-- BEGIN Source text --

Performance of Barotropic Ocean Models on Shared and Distributed Memory Computers

Abstract

The efficiency of explicit time integration schemes for barotropic models of the Mediterranean were investigated, in context of the vectorization and parallel modeling approaches employed on different architectures. The main focus of interest was the scalability and MFlops output of the codes as a function of domain size. For simulations with real winds, mesh sizes ranged from 25 km down to 1.8 km (grids of 180x64 to 2048x1024), with the coarse resolution resolving only major straits like that of Sicily, and the high resolution even narrow straits like Gibraltar and Messina. Since the memory requirement of these grids only ranged to 70 Mbytes, we also performed simulations with idealized, precomputed winds for which mesh sizes ranged down to 280m, to produce a total memory requirement of 4 Gbytes. The analysis and interpretation of the latter results for the Mediterranean has not been performed yet. The explicit scheme consisted of the leap frog scheme for the Coriolis, pressure gradient and advection terms, and lagged times for the diffusion terms. The platforms utilized included the CM500-E (with CMF), the Cray C90 and T90 (with FT90-03 auto tasking), the Cray T3E (with HPF and MPI), the SGI Origin2000 (with f77-pfa-02 power fortran, HPF and MPI), the IBM SP2 (with HPF) and the Sun Global Works (with HPF). The MPI version of this code employed a 2-D tiling decomposition, and parallel runs were performed up to 512 processors on the T3E and up to 64 processors on the SGI Origin. The T3E 512 processors achieved an 82% scaling efficiency of 100% vs. 32 processors, but less than linear for smaller number of processors.

-- END Source text --
-- BEGIN Entries shown --

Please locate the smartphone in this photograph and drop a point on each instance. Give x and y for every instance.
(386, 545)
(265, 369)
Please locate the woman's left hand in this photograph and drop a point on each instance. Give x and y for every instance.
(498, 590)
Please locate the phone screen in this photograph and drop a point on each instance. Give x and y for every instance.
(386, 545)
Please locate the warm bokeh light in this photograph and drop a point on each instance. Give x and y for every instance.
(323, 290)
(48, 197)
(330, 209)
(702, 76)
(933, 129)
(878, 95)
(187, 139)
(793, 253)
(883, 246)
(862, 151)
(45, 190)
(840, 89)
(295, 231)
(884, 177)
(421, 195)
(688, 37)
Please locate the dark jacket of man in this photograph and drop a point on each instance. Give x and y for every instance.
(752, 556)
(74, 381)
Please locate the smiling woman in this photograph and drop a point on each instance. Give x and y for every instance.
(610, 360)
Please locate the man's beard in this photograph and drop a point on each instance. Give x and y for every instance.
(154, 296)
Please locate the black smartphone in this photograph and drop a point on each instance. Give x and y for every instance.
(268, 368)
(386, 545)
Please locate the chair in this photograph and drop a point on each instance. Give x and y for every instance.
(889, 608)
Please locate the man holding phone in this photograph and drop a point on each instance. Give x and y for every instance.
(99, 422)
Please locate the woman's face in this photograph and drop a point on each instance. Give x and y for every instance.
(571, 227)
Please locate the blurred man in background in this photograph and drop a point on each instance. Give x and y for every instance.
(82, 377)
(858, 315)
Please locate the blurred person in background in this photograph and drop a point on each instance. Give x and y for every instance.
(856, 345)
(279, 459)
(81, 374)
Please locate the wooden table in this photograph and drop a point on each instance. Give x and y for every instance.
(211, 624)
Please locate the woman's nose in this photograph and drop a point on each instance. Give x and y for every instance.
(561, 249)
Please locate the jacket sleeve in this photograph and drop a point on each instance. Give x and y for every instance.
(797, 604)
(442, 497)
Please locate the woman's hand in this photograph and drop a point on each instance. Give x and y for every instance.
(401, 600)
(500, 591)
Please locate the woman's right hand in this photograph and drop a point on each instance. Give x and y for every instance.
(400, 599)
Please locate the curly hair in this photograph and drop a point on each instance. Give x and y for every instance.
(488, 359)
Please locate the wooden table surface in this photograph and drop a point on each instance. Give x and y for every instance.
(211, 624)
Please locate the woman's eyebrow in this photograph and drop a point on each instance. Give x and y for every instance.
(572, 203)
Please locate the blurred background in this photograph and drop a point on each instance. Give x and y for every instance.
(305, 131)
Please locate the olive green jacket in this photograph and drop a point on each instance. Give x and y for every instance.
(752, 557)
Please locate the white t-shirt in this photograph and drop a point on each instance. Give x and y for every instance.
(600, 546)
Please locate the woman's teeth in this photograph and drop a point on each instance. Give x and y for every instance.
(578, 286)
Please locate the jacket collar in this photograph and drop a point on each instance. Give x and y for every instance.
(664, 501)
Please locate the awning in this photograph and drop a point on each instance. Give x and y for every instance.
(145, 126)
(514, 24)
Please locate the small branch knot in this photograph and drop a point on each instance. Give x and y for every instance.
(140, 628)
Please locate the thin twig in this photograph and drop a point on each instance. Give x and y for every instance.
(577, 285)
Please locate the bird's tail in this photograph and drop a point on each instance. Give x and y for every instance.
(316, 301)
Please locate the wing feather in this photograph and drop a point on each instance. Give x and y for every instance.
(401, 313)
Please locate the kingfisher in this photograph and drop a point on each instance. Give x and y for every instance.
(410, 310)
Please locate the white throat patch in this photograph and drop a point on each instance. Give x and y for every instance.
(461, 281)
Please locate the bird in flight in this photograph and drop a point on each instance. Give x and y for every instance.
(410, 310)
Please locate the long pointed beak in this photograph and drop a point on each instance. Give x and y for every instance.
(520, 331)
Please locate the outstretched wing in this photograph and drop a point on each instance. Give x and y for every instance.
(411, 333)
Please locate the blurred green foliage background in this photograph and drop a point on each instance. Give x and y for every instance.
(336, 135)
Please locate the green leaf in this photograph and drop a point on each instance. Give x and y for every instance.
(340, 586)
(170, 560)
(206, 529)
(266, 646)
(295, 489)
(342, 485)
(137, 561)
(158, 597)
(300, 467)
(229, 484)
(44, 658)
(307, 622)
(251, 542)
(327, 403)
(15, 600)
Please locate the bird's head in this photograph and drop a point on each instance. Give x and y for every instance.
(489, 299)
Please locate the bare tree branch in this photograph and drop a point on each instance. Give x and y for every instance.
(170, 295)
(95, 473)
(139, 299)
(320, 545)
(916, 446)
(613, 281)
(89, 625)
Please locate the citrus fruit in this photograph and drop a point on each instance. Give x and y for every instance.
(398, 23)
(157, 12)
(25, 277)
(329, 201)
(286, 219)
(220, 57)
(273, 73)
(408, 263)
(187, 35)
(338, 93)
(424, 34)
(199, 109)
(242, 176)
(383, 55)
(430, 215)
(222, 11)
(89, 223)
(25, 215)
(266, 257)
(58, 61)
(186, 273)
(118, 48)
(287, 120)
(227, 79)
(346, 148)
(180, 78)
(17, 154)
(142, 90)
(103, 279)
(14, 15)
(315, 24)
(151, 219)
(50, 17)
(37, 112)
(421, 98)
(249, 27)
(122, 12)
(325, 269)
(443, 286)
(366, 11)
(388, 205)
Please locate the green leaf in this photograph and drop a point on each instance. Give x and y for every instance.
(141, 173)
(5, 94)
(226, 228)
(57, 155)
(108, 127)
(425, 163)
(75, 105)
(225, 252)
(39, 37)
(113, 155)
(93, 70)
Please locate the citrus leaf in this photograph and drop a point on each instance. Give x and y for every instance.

-- END Entries shown --

**The task**
Please list every strait named in the ocean model abstract.

**Solution**
Sicily, Gibraltar, Messina